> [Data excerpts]

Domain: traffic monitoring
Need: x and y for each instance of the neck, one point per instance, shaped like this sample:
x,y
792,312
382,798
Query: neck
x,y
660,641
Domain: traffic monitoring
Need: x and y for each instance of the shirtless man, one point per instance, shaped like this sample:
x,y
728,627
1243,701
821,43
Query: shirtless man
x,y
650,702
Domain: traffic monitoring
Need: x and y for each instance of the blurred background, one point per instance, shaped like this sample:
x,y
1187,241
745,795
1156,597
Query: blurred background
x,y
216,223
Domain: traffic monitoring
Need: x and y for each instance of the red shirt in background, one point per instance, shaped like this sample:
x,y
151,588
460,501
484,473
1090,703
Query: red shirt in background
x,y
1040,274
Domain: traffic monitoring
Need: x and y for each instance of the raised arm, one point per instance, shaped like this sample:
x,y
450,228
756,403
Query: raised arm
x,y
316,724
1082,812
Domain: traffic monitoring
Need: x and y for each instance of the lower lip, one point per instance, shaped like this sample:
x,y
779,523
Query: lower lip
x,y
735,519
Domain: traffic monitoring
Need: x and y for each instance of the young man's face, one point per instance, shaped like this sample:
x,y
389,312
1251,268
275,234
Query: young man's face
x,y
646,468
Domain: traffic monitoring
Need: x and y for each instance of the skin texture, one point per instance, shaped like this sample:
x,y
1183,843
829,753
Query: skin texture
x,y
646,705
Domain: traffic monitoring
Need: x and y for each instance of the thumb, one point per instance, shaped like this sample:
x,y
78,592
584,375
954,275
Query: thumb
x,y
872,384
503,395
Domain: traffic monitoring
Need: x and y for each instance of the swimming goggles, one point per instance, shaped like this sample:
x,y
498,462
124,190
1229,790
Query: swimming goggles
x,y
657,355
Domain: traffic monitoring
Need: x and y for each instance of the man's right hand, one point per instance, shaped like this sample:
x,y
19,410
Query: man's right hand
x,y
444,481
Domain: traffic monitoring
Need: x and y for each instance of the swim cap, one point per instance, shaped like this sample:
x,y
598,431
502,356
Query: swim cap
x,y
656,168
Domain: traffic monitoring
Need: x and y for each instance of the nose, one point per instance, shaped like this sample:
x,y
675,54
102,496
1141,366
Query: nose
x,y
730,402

> [Your instructions] Each line of the data is to be transcribed exactly, with nothing left out.

> [Output of the task]
Domain: traffic monitoring
Need: x and y for each instance of the neck, one point per instance, shaped like this sample:
x,y
792,312
382,798
Query: neck
x,y
660,641
Domain: traffic monitoring
Need: x and y for each instance of the shirtless man, one point per instance, shaped like this sample:
x,y
728,627
1243,701
821,43
Query: shirtless man
x,y
650,702
Domain: traffic monitoring
Need: x and y for each instance of the blurred background, one point per instance, shaped like this sample:
x,y
1187,241
745,795
1156,597
Query: blurred background
x,y
216,223
Domain: traffic monitoring
Need: x and y for each instance of the red shirt in background, one point per instance, shaped like this sample:
x,y
151,588
460,501
484,473
1090,703
Query: red shirt in background
x,y
1040,274
Domain: traffic monitoring
Need: x and y for each instance of the raised arm, one point per instance, shaped like this sample:
x,y
450,228
756,403
Query: raised arm
x,y
316,724
1082,812
Domain: traffic monitoring
Need: x and y for each instance of the lower lip, one point per instance, shaped like this sample:
x,y
779,523
Query: lower lip
x,y
735,519
Domain: traffic monitoring
Need: x and y for each instance of the young man's face, one point per instance, shaped like this sample:
x,y
389,312
1251,268
275,234
Query: young man's face
x,y
646,468
Domain: traffic monitoring
Need: x and y for each instance of the skin texture, one point per instance, shaped like this sample:
x,y
1183,843
829,753
Query: skin texture
x,y
646,705
Domain: traffic monitoring
Need: x and y for each instance of the thumb, one point per instance, shaped like this sample:
x,y
78,592
584,375
954,275
Query: thumb
x,y
872,384
503,395
Domain: traffic monitoring
Need: x and y for each instance of the swimming goggles, one point per instance, shaped like this sample:
x,y
498,462
124,190
1229,790
Query: swimming goggles
x,y
657,355
Domain: traffic monitoring
Need: x and y for each instance of the man's right hand, one point per instance, shaped like this sample:
x,y
19,410
Query: man's right hand
x,y
444,481
Domain: traffic monitoring
Need: x and y for each instance of the swim cap, one point per instance, shaped like this sample:
x,y
598,431
502,356
Query: swim cap
x,y
656,168
Domain: traffic monitoring
Need: x and y for each instance of the nose, one point per instance, shaped like this sample:
x,y
675,54
102,496
1141,366
Query: nose
x,y
730,402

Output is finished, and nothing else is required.